*HOW TO COMPLETE THIS TASK*. Reproduce word for word the portion of the passage about Mrs. Barske's store that runs from "A few phone" up to and including "a little store.".

Clearly the universe was telling me that I needed to do some further investigating into the Great Fairfield Candy Mystery.

A few phone calls later, and I was talking with Harriet Barske Sacher, the granddaughter of Mrs. Barske.

"My grandmother knew how to farm, cook, trade land," said Sacher. When she came from Russia, she went to New York where she met her husband, Morris. They bought the house in 1906 and he worked as a tailor in Bridgeport. Together they had six children. Unfortunately, Morris died when he was 42, leaving Fannie to raise the children by herself. After World War II, her brothers set her up with a little store.

At that time, in the 1940's, there weren't many houses around. In fact, Mrs. Barske owned the land from the house on Valley Road all the way to Park Avenue. It was farm land, situated on a dirt road. "Kids would come over after school," said Sacher. "Not many, three or four at a time. They'd come for the penny candies."

Sacher lived in the house with her parents and brother, Ray, until she was 21. Ray was next on my call list.

Ray Barske now lives in Bethel, Conn., but has fond memories of living in the Valley Road house and Mrs. Barske's shop. "It started out as a little store," said Ray. "She'd sell fresh eggs, milk and bread. Even in the waning days, people would still come to get a can of beans."

Her other inventory items included ice cream, soda and cigarettes. "She'd sell cigarettes to kids whose mothers would send them out for a pack," Barske said. "She had a box of Oxydol in the window for 30, 40 years. And she had one customer who bought cigars."

Both Sacher and Barske recalled the cowbell on the door that would alert Mrs. Barske to customers. "She'd be watching TV and someone would come in at 8 at night," said Barske. People in the area just knew about the little store.

"When she sold baseball cards, the kids didn't want the gum," said Barske. "They'd hand it back to her. She had a stack on the counter, about 30 slices high."

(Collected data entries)
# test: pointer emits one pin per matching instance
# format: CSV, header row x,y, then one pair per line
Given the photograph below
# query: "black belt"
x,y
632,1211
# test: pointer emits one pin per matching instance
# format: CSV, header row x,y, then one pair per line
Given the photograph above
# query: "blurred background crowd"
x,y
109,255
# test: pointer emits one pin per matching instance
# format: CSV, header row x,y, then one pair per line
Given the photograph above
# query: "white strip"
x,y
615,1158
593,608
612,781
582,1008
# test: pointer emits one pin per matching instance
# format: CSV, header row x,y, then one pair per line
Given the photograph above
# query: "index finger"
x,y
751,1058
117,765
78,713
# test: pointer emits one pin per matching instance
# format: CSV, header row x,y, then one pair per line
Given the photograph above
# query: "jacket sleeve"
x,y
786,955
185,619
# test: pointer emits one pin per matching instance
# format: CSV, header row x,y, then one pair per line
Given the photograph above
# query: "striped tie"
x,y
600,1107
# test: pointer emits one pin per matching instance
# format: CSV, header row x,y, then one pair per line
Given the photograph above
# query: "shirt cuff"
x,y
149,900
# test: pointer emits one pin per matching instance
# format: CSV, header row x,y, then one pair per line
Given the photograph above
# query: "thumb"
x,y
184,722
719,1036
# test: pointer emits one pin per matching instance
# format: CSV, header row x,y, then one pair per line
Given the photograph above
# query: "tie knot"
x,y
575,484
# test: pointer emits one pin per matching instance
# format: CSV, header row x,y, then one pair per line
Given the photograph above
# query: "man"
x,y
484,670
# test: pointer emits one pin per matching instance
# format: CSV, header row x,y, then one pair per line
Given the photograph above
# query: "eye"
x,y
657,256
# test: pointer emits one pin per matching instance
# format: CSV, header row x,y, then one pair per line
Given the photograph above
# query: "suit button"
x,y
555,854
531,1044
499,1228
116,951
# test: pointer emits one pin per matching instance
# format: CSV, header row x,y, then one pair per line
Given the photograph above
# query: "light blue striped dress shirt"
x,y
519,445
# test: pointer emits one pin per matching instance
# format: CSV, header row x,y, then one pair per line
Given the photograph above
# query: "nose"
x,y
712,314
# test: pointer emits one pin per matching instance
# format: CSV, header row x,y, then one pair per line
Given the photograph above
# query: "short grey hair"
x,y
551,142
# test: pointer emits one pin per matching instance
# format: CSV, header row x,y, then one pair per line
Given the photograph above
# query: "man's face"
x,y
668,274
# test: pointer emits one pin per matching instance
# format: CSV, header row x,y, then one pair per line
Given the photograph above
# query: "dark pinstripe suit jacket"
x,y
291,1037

*WRITTEN REPLY*.
A few phone calls later, and I was talking with Harriet Barske Sacher, the granddaughter of Mrs. Barske.

"My grandmother knew how to farm, cook, trade land," said Sacher. When she came from Russia, she went to New York where she met her husband, Morris. They bought the house in 1906 and he worked as a tailor in Bridgeport. Together they had six children. Unfortunately, Morris died when he was 42, leaving Fannie to raise the children by herself. After World War II, her brothers set her up with a little store.